▸ **Task goal**:
Write out each of the records below word for word, leaving out the pictures.

──────── Records shown

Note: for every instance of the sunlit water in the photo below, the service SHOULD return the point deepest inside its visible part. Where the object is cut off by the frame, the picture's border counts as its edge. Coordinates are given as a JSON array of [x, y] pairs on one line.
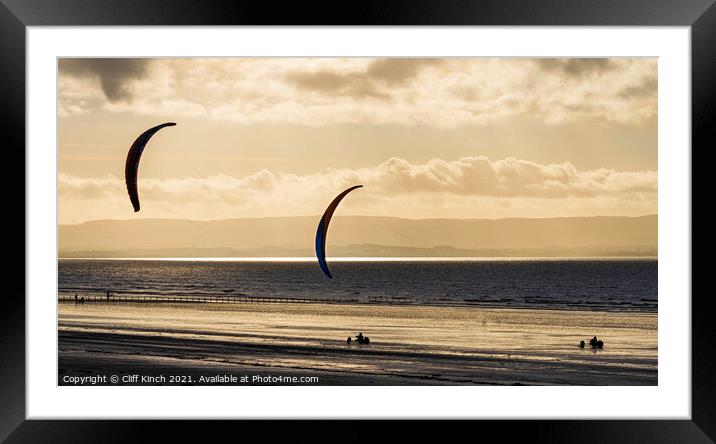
[[591, 284]]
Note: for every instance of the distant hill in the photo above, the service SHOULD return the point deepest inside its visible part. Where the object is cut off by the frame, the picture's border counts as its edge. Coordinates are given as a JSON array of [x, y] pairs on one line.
[[363, 236]]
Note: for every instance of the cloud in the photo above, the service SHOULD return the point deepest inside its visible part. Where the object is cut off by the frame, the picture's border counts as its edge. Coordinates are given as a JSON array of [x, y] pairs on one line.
[[466, 187], [398, 71], [114, 74], [440, 93], [648, 87], [371, 81], [326, 82], [576, 67]]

────────────────

▸ **Full solution**:
Note: for every instance of the sunlit water in the photo below, the service SHOULD return the point deepest inside its visible part. Where the object is cut off by the frame, the picture's border counts as its edge. Coordinates are given as a JSON array of [x, y] pairs on one line.
[[591, 284]]
Note: for every instance of the distant hill in the photo above, the service SHOULD return the point deepest inside its visible part. Where the object is cut off by the frame, the picture's border counts as its edge. Coordinates are given as a JSON array of [x, y] pairs on one line.
[[363, 236]]
Note: for every instance of the cloud in the photo above, the service SHOULD return the point deepest inside its visible part. Where the object is cut off by the frame, the picture's border counts as its edge. Coordinates are given as a JSON array of [x, y] pairs on one line.
[[466, 187], [398, 71], [114, 74], [440, 93], [648, 87], [371, 81], [326, 82], [576, 67]]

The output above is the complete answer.